== EXERCISE OBJECTIVE ==
Below are some entries. Repeat exactly the lines from the one with "cow head, where" through the one with "x=50, y=204", and only those.

=== MATERIAL FOR THIS EXERCISE ===

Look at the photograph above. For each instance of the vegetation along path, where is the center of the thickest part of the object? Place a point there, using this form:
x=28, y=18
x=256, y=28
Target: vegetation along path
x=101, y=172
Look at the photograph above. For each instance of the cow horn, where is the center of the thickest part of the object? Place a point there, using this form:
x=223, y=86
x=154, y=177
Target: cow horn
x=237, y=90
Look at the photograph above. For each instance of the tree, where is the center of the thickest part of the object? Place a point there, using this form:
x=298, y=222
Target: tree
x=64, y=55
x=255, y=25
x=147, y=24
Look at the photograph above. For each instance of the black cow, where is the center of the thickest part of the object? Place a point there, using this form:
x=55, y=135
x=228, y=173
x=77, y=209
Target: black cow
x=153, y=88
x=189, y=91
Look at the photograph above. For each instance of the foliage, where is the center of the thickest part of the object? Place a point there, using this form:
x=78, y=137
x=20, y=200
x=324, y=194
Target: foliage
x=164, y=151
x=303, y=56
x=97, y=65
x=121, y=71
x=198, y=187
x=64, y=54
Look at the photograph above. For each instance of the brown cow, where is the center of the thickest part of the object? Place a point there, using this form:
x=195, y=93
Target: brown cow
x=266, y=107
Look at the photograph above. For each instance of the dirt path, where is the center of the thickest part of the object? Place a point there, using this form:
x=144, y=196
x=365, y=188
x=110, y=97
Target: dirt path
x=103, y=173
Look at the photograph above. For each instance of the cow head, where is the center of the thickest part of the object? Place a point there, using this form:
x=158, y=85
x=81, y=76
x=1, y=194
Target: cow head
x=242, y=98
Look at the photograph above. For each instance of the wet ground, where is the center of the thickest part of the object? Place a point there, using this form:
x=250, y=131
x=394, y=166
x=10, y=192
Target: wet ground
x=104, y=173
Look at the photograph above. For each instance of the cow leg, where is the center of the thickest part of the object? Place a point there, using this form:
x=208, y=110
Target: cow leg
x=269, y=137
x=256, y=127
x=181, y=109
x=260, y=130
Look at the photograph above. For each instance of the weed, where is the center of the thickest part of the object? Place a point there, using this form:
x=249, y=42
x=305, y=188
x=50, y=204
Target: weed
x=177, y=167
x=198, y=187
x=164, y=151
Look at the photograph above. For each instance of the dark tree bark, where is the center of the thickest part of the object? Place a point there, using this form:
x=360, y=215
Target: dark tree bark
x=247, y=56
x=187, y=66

===

== TASK RESULT ==
Look at the photograph above. For each instance of the cow head, where is the center of the thickest part of the object? Place a point there, using this form:
x=158, y=85
x=81, y=76
x=1, y=194
Target: cow head
x=242, y=98
Look at the photograph above. For each instance of the wet ground, where is the center of the thickest part of the object? Place a point there, using this form:
x=250, y=131
x=394, y=166
x=10, y=192
Target: wet ground
x=104, y=173
Look at the photograph above. For each instance of the cow leg, where is the center of the thickest part of the object? Place a point there, using this form:
x=208, y=110
Target: cow leg
x=269, y=137
x=256, y=127
x=181, y=109
x=260, y=130
Look at the photograph above. For each instance of the weed, where is the center of the thickest part of the object? Place a point there, using this form:
x=249, y=42
x=305, y=188
x=50, y=204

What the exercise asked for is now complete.